--- START OF Data lines ---

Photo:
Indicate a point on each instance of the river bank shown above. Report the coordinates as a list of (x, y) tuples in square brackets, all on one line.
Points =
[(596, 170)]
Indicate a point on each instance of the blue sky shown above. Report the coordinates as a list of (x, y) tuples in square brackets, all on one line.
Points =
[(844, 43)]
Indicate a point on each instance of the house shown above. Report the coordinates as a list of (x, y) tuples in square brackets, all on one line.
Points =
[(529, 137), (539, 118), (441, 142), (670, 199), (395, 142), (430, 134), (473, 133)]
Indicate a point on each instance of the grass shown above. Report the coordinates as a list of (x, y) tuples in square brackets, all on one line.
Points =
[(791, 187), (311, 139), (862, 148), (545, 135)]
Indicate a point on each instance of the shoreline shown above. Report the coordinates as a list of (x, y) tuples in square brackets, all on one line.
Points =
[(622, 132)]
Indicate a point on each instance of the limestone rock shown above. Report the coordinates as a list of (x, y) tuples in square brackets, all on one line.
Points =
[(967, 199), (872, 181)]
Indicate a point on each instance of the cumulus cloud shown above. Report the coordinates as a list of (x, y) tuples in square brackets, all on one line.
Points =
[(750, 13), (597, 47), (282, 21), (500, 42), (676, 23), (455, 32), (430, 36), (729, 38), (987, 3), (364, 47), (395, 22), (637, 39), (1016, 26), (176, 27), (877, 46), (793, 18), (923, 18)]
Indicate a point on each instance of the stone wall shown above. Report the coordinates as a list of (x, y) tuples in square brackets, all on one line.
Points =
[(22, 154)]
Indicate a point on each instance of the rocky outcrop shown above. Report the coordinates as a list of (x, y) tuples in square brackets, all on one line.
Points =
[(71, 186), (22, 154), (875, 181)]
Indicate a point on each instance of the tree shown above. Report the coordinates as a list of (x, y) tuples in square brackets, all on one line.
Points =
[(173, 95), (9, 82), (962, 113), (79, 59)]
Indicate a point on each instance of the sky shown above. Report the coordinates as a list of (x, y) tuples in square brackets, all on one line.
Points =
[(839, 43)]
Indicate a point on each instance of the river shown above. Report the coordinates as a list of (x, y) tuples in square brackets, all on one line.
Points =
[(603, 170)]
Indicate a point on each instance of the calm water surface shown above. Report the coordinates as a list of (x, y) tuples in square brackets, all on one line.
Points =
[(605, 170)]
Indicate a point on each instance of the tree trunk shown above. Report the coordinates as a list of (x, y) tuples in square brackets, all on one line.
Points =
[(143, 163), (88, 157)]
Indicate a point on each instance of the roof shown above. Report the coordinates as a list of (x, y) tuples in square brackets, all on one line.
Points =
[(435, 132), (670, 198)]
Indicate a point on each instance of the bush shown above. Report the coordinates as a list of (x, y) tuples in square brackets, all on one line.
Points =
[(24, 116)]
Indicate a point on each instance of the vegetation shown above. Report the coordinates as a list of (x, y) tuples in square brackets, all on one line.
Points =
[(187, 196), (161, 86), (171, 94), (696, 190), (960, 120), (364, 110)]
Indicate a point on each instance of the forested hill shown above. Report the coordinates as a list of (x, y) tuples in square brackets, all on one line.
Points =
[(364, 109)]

--- END OF Data lines ---

> [Problem to solve]: Scale the rows from the line with "Indicate a point on each instance of the stone" to the line with "[(839, 43)]", both lines included. Copy each request unchanged, multiply every coordinate in the answers by 1.2, round to whole numbers with halves rounded up, and give only those lines.

> [Exercise output]:
Indicate a point on each instance of the stone wall shown above. Report the coordinates as a list of (x, y) tuples in square brackets, all on one line.
Points =
[(26, 185)]
Indicate a point on each instance of the rocky outcrop shown above. Report the coordinates as a list of (x, y) tuples in square brackets, all on one line.
Points =
[(85, 223), (26, 185), (1050, 217)]
Indicate a point on each instance of the tree shown above. Report the coordinates as a list of (x, y) tuples in square brackets, all on one line.
Points =
[(208, 114), (11, 98), (1154, 136), (95, 71)]
Indicate a point on each instance of the sky shown above. Report the coordinates as a list of (x, y) tuples in square brackets, all on one line.
Points =
[(1007, 52)]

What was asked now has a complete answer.